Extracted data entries
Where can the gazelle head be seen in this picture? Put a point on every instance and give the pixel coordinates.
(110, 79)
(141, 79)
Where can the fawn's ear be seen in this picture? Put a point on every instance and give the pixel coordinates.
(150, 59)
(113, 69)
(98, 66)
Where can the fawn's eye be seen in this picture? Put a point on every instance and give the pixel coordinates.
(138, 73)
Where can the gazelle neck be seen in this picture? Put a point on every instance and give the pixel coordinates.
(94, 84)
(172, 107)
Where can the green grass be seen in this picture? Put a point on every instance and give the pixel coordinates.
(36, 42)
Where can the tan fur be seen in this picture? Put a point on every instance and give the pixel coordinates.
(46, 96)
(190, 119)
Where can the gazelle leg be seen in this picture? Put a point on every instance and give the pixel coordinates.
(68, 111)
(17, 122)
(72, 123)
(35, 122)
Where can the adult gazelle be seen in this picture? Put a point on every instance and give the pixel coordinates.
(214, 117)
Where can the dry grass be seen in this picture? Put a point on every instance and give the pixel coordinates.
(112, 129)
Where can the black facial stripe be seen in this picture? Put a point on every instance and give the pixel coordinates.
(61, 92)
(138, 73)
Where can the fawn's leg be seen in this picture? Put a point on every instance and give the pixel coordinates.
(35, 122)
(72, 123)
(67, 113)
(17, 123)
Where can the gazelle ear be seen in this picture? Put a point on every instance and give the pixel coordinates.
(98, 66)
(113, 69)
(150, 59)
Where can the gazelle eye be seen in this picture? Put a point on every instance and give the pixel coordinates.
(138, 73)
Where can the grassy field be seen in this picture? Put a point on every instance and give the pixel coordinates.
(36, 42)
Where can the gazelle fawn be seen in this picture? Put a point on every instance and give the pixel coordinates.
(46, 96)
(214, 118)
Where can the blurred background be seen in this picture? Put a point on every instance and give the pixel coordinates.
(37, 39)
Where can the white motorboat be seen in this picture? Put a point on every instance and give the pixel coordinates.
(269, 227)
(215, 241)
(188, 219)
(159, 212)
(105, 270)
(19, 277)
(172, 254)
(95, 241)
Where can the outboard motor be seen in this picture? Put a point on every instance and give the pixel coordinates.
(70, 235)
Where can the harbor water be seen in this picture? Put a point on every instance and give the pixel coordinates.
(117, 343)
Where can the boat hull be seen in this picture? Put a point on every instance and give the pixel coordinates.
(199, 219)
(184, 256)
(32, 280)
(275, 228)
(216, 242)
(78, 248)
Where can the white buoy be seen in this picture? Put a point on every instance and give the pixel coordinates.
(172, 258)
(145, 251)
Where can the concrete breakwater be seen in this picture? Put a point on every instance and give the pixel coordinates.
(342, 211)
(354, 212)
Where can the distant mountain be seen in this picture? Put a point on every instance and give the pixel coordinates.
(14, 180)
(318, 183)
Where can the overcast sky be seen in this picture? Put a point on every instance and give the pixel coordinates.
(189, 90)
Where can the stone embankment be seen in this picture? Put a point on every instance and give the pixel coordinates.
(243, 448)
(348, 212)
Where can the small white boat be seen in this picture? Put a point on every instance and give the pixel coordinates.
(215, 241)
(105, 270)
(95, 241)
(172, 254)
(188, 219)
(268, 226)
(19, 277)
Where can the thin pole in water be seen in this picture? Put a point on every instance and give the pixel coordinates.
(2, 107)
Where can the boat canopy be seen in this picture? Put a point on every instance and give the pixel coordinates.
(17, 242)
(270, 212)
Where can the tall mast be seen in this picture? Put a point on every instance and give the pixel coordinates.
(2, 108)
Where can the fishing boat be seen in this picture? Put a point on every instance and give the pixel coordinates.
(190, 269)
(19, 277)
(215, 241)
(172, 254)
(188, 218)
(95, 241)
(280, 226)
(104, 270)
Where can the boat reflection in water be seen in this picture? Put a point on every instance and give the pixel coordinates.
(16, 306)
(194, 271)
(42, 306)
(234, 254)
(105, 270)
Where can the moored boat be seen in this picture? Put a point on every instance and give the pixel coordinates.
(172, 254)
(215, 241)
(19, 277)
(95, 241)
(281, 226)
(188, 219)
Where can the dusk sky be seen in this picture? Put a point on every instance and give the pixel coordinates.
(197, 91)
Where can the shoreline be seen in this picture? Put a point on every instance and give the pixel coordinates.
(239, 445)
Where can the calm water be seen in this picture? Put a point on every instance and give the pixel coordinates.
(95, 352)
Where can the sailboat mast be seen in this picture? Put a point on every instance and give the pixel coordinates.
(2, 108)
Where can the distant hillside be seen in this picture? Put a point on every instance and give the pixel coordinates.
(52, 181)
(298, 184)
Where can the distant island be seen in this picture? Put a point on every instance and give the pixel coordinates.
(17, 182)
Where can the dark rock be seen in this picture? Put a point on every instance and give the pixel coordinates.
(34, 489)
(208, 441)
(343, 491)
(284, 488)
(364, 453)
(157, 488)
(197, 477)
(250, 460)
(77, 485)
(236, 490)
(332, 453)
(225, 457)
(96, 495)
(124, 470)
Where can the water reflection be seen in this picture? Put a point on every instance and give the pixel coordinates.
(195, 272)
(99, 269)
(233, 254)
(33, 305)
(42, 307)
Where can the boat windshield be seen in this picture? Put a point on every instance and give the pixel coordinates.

● Goal
Transcribe the records above exactly as they appear.

● Exercise response
Where can the gazelle head be seen in this picture? Put a point on every instance and give the pixel coordinates.
(110, 79)
(141, 79)
Where can the fawn's ear be seen in this picture? Put a point on every instance and give the pixel coordinates.
(150, 59)
(113, 69)
(98, 66)
Where can the fawn's eye be seen in this picture? Put a point on every instance and give the pixel coordinates.
(138, 73)
Where can the gazelle neck be seen in this picture? Put a point on every instance and give the pixel coordinates.
(94, 84)
(172, 107)
Where can the green grass be seen in this picture? Put a point on every instance and give the pixel coordinates.
(36, 42)
Where can the tan fur be seen in this picture? Put a point on every instance and give the pixel coordinates.
(46, 96)
(190, 119)
Where can the gazelle leg be seen in this picture? Put a point on every instance and give the pixel coordinates.
(68, 111)
(17, 122)
(72, 123)
(35, 122)
Where can the adult gazelle be seen in this picture? Put a point on every instance and give the pixel coordinates.
(214, 117)
Where can the dry grass be seen in this picture? Put a point on every instance and give the pixel coordinates.
(112, 129)
Where can the black facial stripe be seen in this picture? Put a point on every instance and give the pixel coordinates.
(61, 92)
(138, 73)
Where can the fawn's leg be seen in this picture? Put a point on every instance and give the pixel coordinates.
(35, 122)
(72, 123)
(67, 113)
(17, 123)
Where can the gazelle ear be seen in this picture? Put a point on every instance and give the pixel coordinates.
(98, 66)
(113, 69)
(150, 59)
Where can the gazelle eye be seen in this picture? Put a point on every instance and give the pixel coordinates.
(138, 73)
Where can the grassy field be seen in this picture? Put a point on every instance and give the pixel coordinates.
(36, 42)
Where can the gazelle fawn be seen in this picture? Put a point on every instance and give the pixel coordinates.
(46, 96)
(214, 118)
Where can the blurred background be seen in this picture? Put a point on every instance and give the pixel coordinates.
(37, 39)
Where can the white motorboat be seen in this picture? Put a point on every instance and give the pixel coordinates.
(269, 227)
(215, 241)
(188, 219)
(159, 212)
(105, 270)
(19, 277)
(172, 254)
(95, 241)
Where can the outboard motor be seen in this picture? Put a point on every instance and give the pixel coordinates.
(70, 235)
Where can the harbor water be seen in this picture? Put a point on every instance and give the pixel coordinates.
(117, 343)
Where can the boat hull be seen in this picture? Put a point on every instance and give the pixel coordinates.
(199, 219)
(184, 256)
(32, 280)
(275, 228)
(216, 242)
(78, 248)
Where can the white buoy be seen in this picture? Put a point on every instance and give the pixel coordinates.
(172, 258)
(145, 251)
Where can the concrete breakwater be seen in this picture? Put a point on every instance and give the pixel coordinates.
(342, 211)
(354, 212)
Where can the distant mountain be seen in this picture? Put a point on every instance and give the pixel coordinates.
(14, 180)
(318, 183)
Where can the overcast sky be seen in this picture? Put a point on every instance and give the pixel coordinates.
(189, 90)
Where can the stone embankment be seen in this picture? Put a point on every instance and give the pixel coordinates.
(243, 448)
(348, 212)
Where can the small white boat be seen in this picture? Put a point on every instance and give the pixel coordinates.
(215, 241)
(105, 270)
(95, 241)
(172, 254)
(188, 219)
(268, 226)
(19, 277)
Where can the thin pole in water be seen in this picture? Put a point on every instance and give the pixel coordinates.
(2, 107)
Where can the boat canopy be seen in this picture? Put a point on every instance and give the pixel coordinates.
(17, 242)
(270, 212)
Where can the tall mast be seen in this picture? Put a point on every instance and give the pixel coordinates.
(2, 108)
Where can the fishing boat be seen in this picture? Put a point on every instance and give the pixel coordinates.
(190, 269)
(19, 277)
(215, 241)
(172, 254)
(188, 218)
(95, 241)
(280, 226)
(104, 270)
Where can the boat reflection in water be seen in this picture? Put a point on every instance and give the pixel coordinates.
(16, 306)
(194, 271)
(42, 306)
(234, 254)
(105, 270)
Where can the moored boat be seen in this picture? Put a point on every instance and give the pixel coordinates.
(172, 254)
(215, 241)
(19, 277)
(95, 241)
(281, 226)
(188, 219)
Where can the dusk sky be seen in this picture? Put a point on every instance and give the pixel coordinates.
(197, 91)
Where can the shoreline be seen in this picture? Put a point on every instance and give the pixel coordinates.
(239, 445)
Where can the calm water be seen in this picture? Put a point on every instance and give the pixel coordinates.
(95, 352)
Where can the sailboat mast be seen in this picture? Put a point on every instance and give the pixel coordinates.
(2, 108)
Where can the distant hillside be seen in this picture? Put a point on every instance and give the pixel coordinates.
(52, 181)
(298, 184)
Where can the distant island be seen in this picture? Put a point on every instance and give the pixel coordinates.
(17, 182)
Where can the dark rock be seen in this picture? Put a point on every instance and give the pixel coordinates.
(34, 489)
(208, 441)
(343, 491)
(284, 488)
(364, 453)
(157, 488)
(197, 477)
(250, 460)
(77, 485)
(236, 490)
(332, 453)
(225, 457)
(96, 495)
(124, 470)
Where can the water reflection be seen in this picture? Put a point on every instance and give the pixel coordinates.
(195, 272)
(99, 269)
(233, 254)
(33, 305)
(42, 307)
Where can the boat windshield be seen in this picture? Put a point on every instance and give the pixel coordinates.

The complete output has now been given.